O Jornal
i foi acompanhar as duas sessões práticas do curso de formação de árbitros da
Associação de Futebol de Lisboa.
Aquele
grupo à nossa frente é uma das próximas gerações da arbitragem portuguesa, num
curso que começou a 5 de Novembro e termina hoje com as duas avaliações:
escrita e física. Dentro de campo está também Agostinho Correia, o dirigente
responsável pela formação. Acompanhado por vários monitores e árbitros, tem um
papel pouco activo enquanto a sessão se desenrola. Limita--se a observar,
comentar e perceber até que ponto poderão estar ali os sucessores de nomes como
Duarte Gomes, Pedro Proença, João Capela e Hugo Miguel. É também ele que nos
faz uma primeira apresentação ao curso e responde à primeira pergunta: afinal
de contas, o que faz com que alguém queira ser árbitro? "Bom, se calhar, o
que eu vou dizer não é verdade, mas o ter pouco jeito para jogar à bola."
Agostinho, com 62 anos feitos nesse dia, ri-se e reconhece que, pelo menos no
caso dele, foi assim em 1976. "Nunca tive jeito para isso, tenho dois
tijolos nos pés. Vi um anúncio no jornal 'Record' e decidi fazer o curso. Mas,
na altura, o mais importante era empinar as leis; agora é mais rápido, é
diferente", explica o dirigente, que se manteve como árbitro durante
"15, 16" anos e depois ainda foi observador dos escalões nacionais
por mais 19.

Informação registada:
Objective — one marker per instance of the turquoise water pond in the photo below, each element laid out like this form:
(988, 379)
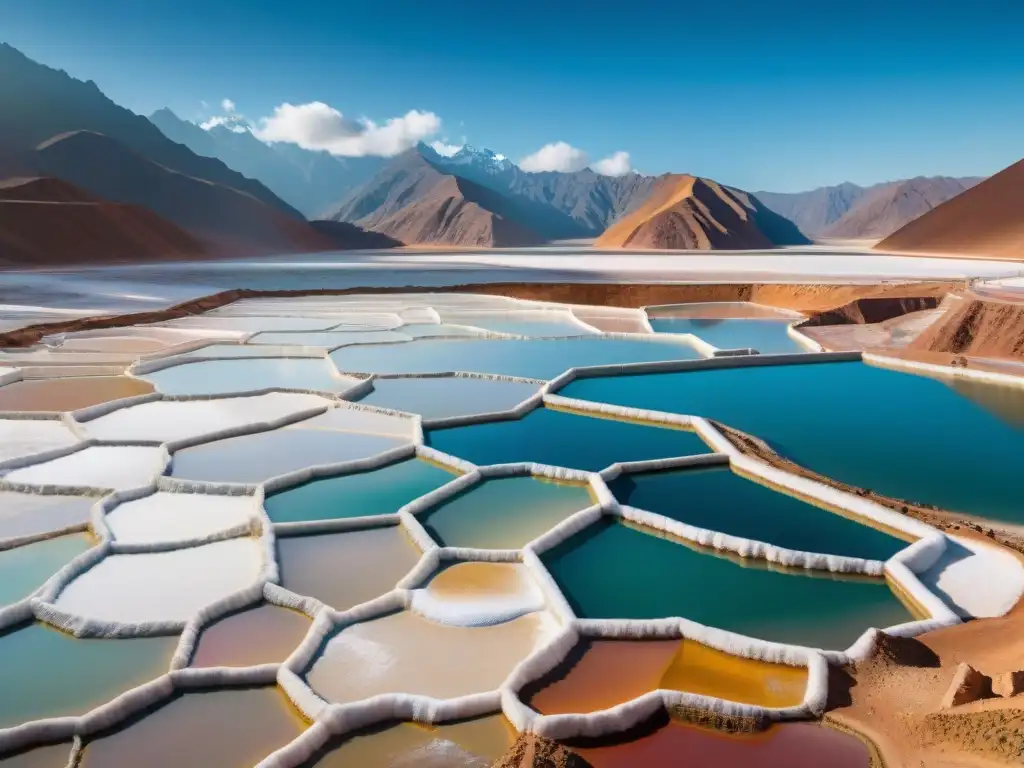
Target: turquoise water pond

Tarefa do exercício:
No texto sobre o curso de árbitros, em que jornal viu Agostinho Correia o anúncio que o levou a fazer o curso?

Resposta à tarefa:
No jornal "Record".